**Your instructions:**
Copy the rows word for word, from the line with "path, that would be most helpful." up to and including the final line of the rows.

**Data entries:**
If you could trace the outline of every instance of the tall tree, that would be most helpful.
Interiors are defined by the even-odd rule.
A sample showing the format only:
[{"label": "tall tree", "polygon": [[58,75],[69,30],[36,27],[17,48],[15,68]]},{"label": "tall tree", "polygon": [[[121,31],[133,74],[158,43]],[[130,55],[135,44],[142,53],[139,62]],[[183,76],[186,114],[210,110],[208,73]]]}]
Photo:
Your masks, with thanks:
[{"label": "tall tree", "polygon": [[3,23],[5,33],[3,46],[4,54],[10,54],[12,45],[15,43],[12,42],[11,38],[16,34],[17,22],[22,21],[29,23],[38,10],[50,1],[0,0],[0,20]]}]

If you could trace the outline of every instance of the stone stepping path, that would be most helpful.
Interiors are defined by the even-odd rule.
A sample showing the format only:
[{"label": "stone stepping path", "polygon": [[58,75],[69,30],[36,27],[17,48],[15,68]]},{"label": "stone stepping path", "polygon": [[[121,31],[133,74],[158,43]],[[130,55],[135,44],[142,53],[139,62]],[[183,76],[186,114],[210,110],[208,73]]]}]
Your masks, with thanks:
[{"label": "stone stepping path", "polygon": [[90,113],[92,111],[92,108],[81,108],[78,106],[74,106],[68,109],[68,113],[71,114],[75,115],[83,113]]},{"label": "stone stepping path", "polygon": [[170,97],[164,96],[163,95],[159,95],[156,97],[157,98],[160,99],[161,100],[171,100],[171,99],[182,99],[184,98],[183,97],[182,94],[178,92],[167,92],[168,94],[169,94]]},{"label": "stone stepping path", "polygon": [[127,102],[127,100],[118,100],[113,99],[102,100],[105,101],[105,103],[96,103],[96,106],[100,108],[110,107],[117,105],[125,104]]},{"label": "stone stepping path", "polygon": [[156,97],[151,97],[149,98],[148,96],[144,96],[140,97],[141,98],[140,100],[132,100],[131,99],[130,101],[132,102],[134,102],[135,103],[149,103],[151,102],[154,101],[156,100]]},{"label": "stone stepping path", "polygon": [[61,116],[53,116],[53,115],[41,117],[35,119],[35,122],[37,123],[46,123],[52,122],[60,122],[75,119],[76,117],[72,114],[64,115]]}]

**The result:**
If you could trace the outline of every instance of the stone stepping path, that would be most helpful.
Interiors are defined by the even-odd rule.
A sample showing the format only:
[{"label": "stone stepping path", "polygon": [[58,75],[69,30],[36,27],[17,48],[15,68]]},{"label": "stone stepping path", "polygon": [[[121,31],[133,74],[158,43]],[[130,55],[135,44],[142,53],[139,62]],[[183,76],[186,114],[210,110],[208,73]]]}]
Your masks, with thanks:
[{"label": "stone stepping path", "polygon": [[90,113],[92,111],[92,108],[81,108],[78,106],[74,106],[68,109],[68,113],[71,114],[75,115],[83,113]]},{"label": "stone stepping path", "polygon": [[170,97],[164,96],[163,95],[159,95],[156,97],[157,98],[160,99],[161,100],[171,100],[171,99],[182,99],[184,98],[183,97],[182,94],[178,92],[167,92],[168,94],[169,94]]},{"label": "stone stepping path", "polygon": [[127,102],[127,100],[118,100],[113,99],[102,100],[105,101],[105,103],[96,103],[96,106],[100,108],[110,107],[117,105],[125,104]]},{"label": "stone stepping path", "polygon": [[156,97],[151,97],[149,98],[148,96],[144,96],[140,97],[141,98],[140,100],[132,100],[131,99],[130,101],[132,102],[134,102],[135,103],[149,103],[151,102],[154,101],[156,100]]},{"label": "stone stepping path", "polygon": [[61,116],[53,116],[53,115],[41,117],[35,119],[35,122],[37,123],[46,123],[52,122],[60,122],[75,119],[76,117],[72,114],[64,115]]}]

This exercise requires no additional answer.